Reproduce the line that holds "If you could drop a marker on the small framed" together with all the lines after it up to the end of the entries.

§ Records from a data source:
────────────────────
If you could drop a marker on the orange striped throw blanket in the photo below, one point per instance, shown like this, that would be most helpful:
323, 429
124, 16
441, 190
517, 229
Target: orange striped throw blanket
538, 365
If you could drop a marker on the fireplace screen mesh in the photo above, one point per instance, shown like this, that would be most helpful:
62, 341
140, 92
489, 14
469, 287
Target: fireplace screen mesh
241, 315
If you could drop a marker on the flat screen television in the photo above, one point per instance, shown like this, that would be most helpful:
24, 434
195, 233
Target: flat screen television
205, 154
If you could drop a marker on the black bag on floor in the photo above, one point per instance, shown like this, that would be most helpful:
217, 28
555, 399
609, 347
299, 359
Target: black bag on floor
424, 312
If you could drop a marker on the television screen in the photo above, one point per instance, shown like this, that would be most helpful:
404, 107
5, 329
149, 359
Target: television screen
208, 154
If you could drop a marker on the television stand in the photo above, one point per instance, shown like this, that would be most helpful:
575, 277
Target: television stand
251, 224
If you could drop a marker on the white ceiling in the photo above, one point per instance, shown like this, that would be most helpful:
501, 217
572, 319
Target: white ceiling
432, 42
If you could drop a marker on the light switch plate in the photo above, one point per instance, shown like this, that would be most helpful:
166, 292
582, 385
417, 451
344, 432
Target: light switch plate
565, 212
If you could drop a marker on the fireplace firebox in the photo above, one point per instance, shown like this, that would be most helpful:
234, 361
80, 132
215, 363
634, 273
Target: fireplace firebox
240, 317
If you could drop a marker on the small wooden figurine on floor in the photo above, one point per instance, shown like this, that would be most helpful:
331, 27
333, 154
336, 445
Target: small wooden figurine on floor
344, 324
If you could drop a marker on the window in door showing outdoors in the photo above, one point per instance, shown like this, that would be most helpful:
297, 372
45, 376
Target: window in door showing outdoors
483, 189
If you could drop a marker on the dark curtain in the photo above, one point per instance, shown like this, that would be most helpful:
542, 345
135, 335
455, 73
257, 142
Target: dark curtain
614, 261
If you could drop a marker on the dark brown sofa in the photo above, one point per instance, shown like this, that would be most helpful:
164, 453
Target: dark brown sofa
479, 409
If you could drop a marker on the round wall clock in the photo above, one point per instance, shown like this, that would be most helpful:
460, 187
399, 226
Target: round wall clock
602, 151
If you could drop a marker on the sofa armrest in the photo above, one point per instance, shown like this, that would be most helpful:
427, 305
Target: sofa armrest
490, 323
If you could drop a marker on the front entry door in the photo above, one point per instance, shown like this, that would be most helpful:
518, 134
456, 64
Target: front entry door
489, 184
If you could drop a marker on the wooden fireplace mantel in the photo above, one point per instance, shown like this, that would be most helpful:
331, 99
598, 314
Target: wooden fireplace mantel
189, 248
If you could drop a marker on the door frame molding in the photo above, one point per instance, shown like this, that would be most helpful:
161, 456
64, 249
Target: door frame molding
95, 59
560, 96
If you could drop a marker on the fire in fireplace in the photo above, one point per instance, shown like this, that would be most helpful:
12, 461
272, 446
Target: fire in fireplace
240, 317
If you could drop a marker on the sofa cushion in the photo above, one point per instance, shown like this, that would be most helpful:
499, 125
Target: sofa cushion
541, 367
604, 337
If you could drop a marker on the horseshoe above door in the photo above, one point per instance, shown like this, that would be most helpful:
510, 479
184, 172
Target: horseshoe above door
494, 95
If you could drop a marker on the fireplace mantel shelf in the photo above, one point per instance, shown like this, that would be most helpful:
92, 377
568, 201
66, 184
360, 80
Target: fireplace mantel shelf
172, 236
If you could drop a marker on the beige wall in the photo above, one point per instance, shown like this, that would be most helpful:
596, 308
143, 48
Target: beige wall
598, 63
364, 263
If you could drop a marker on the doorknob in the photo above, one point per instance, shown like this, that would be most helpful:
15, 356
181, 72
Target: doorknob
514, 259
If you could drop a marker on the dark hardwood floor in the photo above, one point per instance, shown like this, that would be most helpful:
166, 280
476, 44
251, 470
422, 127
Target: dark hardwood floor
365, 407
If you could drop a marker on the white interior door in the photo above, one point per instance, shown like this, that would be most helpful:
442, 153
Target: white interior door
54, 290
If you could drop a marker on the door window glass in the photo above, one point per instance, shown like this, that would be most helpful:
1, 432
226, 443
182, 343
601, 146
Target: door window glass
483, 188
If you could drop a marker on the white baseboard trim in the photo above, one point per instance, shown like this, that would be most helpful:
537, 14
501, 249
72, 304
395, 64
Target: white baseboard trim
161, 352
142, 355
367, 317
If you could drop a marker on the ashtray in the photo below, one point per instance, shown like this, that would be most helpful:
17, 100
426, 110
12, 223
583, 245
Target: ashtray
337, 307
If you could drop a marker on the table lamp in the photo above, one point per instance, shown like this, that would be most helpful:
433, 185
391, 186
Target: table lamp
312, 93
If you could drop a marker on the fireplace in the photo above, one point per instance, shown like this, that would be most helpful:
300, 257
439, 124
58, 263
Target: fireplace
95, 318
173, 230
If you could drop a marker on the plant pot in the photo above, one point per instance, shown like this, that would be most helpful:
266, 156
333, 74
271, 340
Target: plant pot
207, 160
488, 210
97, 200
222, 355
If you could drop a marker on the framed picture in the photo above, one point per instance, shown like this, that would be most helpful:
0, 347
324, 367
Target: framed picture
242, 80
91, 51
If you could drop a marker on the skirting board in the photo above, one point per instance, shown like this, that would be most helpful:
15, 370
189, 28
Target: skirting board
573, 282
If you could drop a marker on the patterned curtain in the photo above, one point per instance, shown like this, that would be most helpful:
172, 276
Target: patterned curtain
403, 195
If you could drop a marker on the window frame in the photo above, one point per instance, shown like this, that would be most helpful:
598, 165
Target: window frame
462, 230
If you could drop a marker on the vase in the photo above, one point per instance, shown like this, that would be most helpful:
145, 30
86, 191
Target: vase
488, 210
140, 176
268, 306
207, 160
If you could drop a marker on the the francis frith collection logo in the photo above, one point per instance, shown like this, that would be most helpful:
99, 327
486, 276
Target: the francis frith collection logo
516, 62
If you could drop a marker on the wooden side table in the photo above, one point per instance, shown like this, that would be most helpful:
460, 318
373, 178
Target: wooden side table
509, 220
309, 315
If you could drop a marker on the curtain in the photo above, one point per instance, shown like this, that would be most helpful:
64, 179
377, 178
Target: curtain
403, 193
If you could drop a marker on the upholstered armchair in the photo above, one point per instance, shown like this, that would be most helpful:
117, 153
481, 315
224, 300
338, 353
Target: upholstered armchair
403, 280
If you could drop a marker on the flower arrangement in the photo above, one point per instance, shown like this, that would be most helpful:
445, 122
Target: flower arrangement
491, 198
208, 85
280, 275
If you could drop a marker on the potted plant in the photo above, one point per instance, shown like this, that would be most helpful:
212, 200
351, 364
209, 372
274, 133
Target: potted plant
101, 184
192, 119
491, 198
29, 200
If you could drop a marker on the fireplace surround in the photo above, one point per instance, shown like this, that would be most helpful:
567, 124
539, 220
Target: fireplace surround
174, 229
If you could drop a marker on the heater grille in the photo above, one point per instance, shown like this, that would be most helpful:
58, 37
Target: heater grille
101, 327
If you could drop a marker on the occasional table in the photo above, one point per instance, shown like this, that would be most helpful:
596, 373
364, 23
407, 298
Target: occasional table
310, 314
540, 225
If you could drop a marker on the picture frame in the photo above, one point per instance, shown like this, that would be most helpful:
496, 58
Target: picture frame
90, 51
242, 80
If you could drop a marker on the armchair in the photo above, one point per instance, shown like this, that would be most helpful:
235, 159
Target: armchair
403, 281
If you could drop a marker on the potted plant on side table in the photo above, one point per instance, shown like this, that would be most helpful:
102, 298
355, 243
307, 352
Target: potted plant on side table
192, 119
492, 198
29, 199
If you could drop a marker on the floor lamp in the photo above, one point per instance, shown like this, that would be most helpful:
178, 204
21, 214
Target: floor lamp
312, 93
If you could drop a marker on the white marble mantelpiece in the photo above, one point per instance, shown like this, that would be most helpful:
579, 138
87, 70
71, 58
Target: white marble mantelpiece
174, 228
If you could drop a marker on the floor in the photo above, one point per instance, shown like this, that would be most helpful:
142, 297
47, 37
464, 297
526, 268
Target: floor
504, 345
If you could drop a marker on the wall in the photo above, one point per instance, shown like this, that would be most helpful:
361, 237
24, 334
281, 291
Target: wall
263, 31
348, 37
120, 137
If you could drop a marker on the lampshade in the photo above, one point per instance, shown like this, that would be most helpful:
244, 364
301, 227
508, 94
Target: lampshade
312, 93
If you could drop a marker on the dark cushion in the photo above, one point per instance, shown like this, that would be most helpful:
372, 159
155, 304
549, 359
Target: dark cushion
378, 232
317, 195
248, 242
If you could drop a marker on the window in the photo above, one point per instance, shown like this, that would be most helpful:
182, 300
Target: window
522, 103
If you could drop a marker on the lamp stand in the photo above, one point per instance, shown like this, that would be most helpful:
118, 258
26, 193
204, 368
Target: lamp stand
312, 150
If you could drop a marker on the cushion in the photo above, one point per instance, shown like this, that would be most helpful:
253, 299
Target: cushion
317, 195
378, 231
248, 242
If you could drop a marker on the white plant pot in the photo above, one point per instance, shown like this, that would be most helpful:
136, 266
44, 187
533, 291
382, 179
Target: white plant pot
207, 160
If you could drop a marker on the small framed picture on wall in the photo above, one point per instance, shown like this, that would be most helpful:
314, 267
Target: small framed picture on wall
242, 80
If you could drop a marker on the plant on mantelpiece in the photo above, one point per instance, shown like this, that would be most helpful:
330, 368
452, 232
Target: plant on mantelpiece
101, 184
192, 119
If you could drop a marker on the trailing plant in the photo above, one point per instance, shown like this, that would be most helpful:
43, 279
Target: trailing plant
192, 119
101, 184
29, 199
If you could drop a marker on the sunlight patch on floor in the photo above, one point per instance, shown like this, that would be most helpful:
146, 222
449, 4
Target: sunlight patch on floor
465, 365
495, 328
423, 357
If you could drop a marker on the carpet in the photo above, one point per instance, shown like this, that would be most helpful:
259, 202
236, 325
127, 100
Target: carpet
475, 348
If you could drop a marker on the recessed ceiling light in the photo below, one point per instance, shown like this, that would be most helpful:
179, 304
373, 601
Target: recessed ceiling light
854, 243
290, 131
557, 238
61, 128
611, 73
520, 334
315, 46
────────────────────
§ TASK RESULT:
If you could drop a marker on the small framed picture on wall in the photo above, one point per instance, shown like this, that would be most helpful:
314, 267
Target: small framed picture on wall
242, 80
If you could drop a marker on the plant on mantelpiece in the photo above, one point per instance, shown like this, that would be most helpful:
330, 368
452, 232
Target: plant on mantelpiece
101, 184
192, 119
If you could drop a marker on the trailing plant in the photo above, one point per instance, shown like this, that would be most helpful:
43, 279
Target: trailing plant
192, 119
101, 184
29, 199
If you could drop a marker on the sunlight patch on floor in the photo above, one point per instance, shown like this, that would be most helpful:
146, 222
449, 4
Target: sunlight patch on floor
465, 365
495, 328
423, 357
If you could drop a marker on the carpet in the photo above, one point per instance, shown like this, that would be most helpful:
259, 202
236, 325
127, 100
Target: carpet
475, 348
If you could drop a marker on the recessed ceiling light in the photo below, one point per instance, shown like this, that would be most helpful:
179, 304
373, 601
Target: recessed ceiling light
854, 243
290, 131
557, 238
61, 128
611, 73
520, 334
315, 46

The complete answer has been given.